§ The exercise
Rewrite every row below in full, shifting each answer point by adding 47 to both its x and y coordinates while keeping all other numbers unchanged. Leave out the pictures.

§ Record list
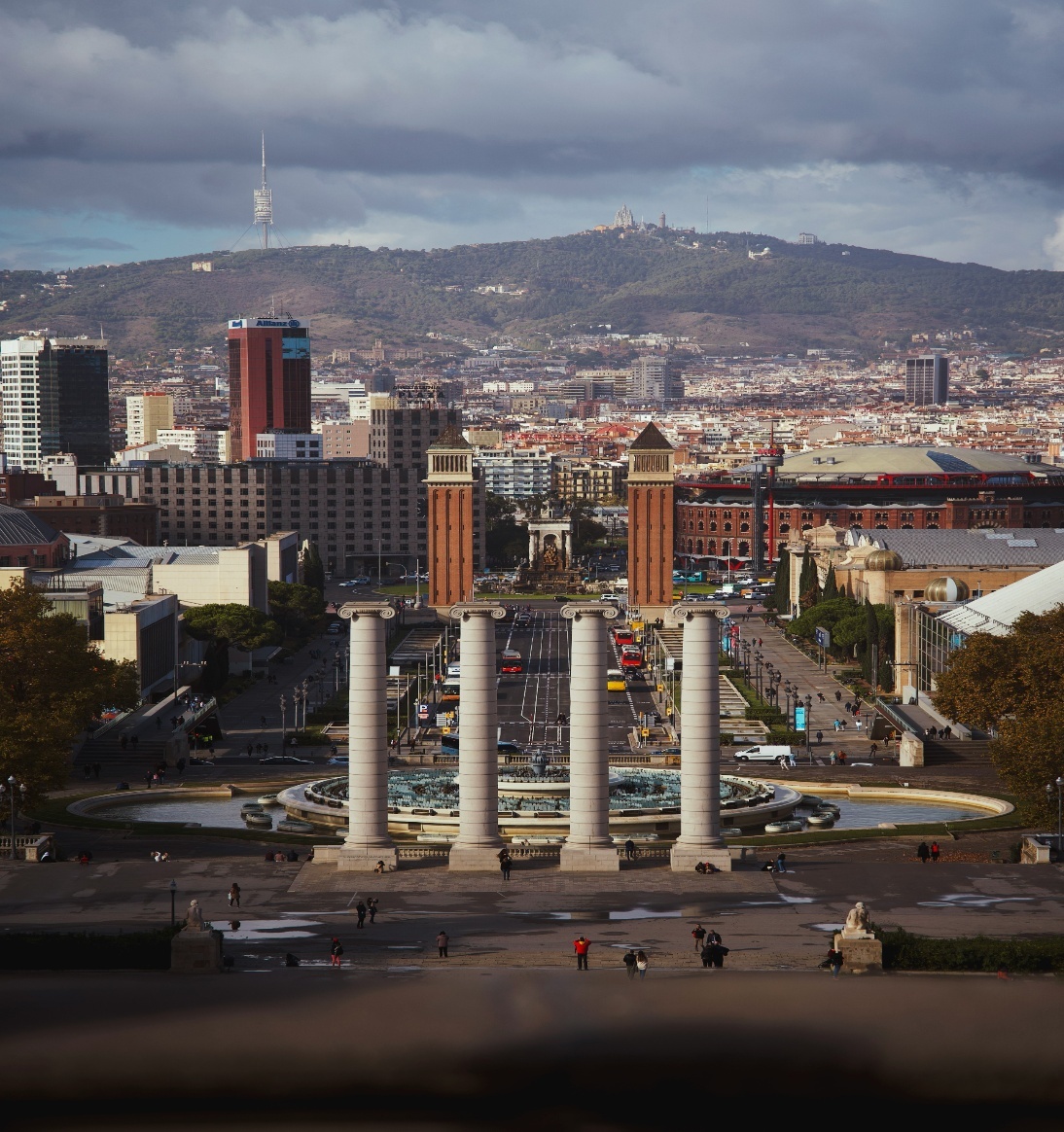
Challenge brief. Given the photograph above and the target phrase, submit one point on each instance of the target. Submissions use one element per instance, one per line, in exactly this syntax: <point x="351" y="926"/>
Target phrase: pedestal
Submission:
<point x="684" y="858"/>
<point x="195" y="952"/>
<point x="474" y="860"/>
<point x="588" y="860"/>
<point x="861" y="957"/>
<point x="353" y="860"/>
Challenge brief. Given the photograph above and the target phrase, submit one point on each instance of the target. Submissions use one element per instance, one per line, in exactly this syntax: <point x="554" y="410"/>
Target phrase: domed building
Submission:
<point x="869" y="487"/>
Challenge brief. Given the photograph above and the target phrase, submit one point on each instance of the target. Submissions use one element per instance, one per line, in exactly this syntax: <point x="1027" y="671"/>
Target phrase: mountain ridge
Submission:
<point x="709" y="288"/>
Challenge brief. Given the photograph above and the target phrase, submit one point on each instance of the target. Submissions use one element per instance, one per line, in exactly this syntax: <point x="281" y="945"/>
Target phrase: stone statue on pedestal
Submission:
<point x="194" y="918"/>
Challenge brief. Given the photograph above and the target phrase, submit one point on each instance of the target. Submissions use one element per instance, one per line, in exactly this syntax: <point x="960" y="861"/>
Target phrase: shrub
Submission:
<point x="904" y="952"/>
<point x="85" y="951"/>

§ Task answer
Challenge brief. Given the photograph above and the target phrase, submit one point on each instance of the target. Submissions use one element per instance, one per line, in exactly this syntax: <point x="351" y="926"/>
Target phrase: pedestal
Submission:
<point x="731" y="905"/>
<point x="242" y="999"/>
<point x="521" y="907"/>
<point x="635" y="907"/>
<point x="908" y="1004"/>
<point x="400" y="907"/>
Challenge brief. Given the photograph above and the target phrase, submit one point on each instance of the target. Submissions use one element per instance, one per line, in exactly this syntax: <point x="554" y="410"/>
Target phrase: domed building
Submission:
<point x="916" y="534"/>
Challenge brief. Given the photograph above and the target phrase, submit one point on each instance of the target. Submissions use one element per instance, one per line, in exactly this syntax: <point x="1027" y="671"/>
Target phrase: mountain ridge
Submission:
<point x="756" y="335"/>
Challenge brief. Given the photograph above and the target phrase, submit one point on each instance of the target. Submissions use one element per instance, one per line, in exactly this syntax: <point x="281" y="945"/>
Target phrase: stone statue on pedestal
Submission:
<point x="241" y="965"/>
Challenge brief. Given the photograph above and the target phrase, submit one point on each instance of the target. Submissions use one element per instance, one per line, in exactly this syntax: <point x="960" y="861"/>
Target phrase: shrub
Submission:
<point x="951" y="999"/>
<point x="132" y="998"/>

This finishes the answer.